» **Your task**
Please copy every one of the rows below word for word, without changing or leaving out anything.

## begin Exercise input

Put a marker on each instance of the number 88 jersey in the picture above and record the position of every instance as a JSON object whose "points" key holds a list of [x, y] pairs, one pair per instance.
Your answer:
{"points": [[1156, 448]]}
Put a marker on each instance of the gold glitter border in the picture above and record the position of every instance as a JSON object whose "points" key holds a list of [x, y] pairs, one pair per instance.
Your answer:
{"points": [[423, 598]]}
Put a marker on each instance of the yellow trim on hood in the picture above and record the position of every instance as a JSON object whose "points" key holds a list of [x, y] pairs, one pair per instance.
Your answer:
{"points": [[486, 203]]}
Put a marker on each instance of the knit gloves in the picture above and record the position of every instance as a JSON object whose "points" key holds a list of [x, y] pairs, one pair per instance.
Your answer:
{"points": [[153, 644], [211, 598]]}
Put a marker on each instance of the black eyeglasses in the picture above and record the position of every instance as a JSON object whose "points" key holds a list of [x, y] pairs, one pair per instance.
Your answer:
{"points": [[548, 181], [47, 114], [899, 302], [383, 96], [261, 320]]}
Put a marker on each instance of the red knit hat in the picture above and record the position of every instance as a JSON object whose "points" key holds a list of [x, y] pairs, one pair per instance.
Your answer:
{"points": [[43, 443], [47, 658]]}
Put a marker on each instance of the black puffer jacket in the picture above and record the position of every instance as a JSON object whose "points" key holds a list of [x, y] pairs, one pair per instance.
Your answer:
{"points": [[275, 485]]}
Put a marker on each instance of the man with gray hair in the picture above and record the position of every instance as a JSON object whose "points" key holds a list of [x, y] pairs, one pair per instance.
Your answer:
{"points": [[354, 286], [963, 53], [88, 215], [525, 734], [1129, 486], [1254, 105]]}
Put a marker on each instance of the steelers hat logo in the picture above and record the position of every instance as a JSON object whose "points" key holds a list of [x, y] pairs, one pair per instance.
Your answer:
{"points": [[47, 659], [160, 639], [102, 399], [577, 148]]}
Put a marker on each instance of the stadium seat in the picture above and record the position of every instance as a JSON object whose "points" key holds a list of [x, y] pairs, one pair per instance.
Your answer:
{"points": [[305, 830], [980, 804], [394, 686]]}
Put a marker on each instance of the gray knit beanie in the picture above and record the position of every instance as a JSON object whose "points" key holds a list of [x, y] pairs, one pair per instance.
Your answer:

## end Exercise input

» **Exercise answer**
Put a marker on each instance of the number 88 jersey in the picture above and record the position of every instance as a JSON object whose "points" key holds a list of [x, y] pairs, one pair per instance.
Your answer:
{"points": [[1156, 448]]}
Put a marker on each instance of the gold glitter border in the picture above and record the position of every instance as a JSON object whose "points" key holds a list of [x, y] pairs, one pair per instance.
Your answer:
{"points": [[423, 598]]}
Put a marker on each instance of the yellow trim on hood in the picture above and record the position of every instance as a JSON object whose "points" key holds a list of [x, y] pairs, one pair per instance.
Your answer:
{"points": [[486, 203]]}
Put a marker on each instance of the knit gloves in the picture above and record the position of every instance as a JSON object whose "points" key holds a list of [x, y] pairs, one pair per instance.
Your answer:
{"points": [[153, 644], [211, 598]]}
Put a marker on each instance of the black eyeglasses in the picture above and record the position of every instance as a JSON object whose "points" key holds a list of [x, y] pairs, one pair per instance.
Your answer:
{"points": [[548, 181], [47, 114], [899, 302], [383, 96], [261, 320]]}
Put a marker on each instance of the red knit hat in the picture above and record the position of every instance as a JSON object whose "points" key holds a list of [x, y] pairs, one pair per instance.
Your answer:
{"points": [[43, 443], [47, 658]]}
Put a marker on each instance of the black puffer jacket in the picture above and record the position of every instance as a JSON object whose "points" key holds a list of [x, y] pairs, one pair per instance.
Your answer:
{"points": [[275, 485]]}
Put a marker on each instance of the man with gray hair in the picture above and record the position of every instance as a JSON object whose "points" key holds a list of [x, y] pairs, one pair per instance.
Your answer:
{"points": [[354, 286], [963, 53], [88, 215], [525, 734], [1129, 486], [1254, 105]]}
Put a marker on each instance of the steelers hat logo in the picture above and record the position of every instance as a JSON object whose "points" key holds a list of [x, y] pairs, one pair per instance.
Your answer:
{"points": [[47, 659], [160, 639], [102, 399], [577, 148]]}
Put a marker on each instance of the stadium seat in the picture above and record the position of every instance as a JSON object whose "points" key holds a list of [x, y] pairs, one pair per instance.
Your answer:
{"points": [[305, 830], [980, 804], [394, 686]]}
Put a marker on each instance of the gray knit beanie in the picture above and record the position of every instance as a JSON object whose "points" key holds a list of [x, y] pairs, one pair per instance.
Your answer:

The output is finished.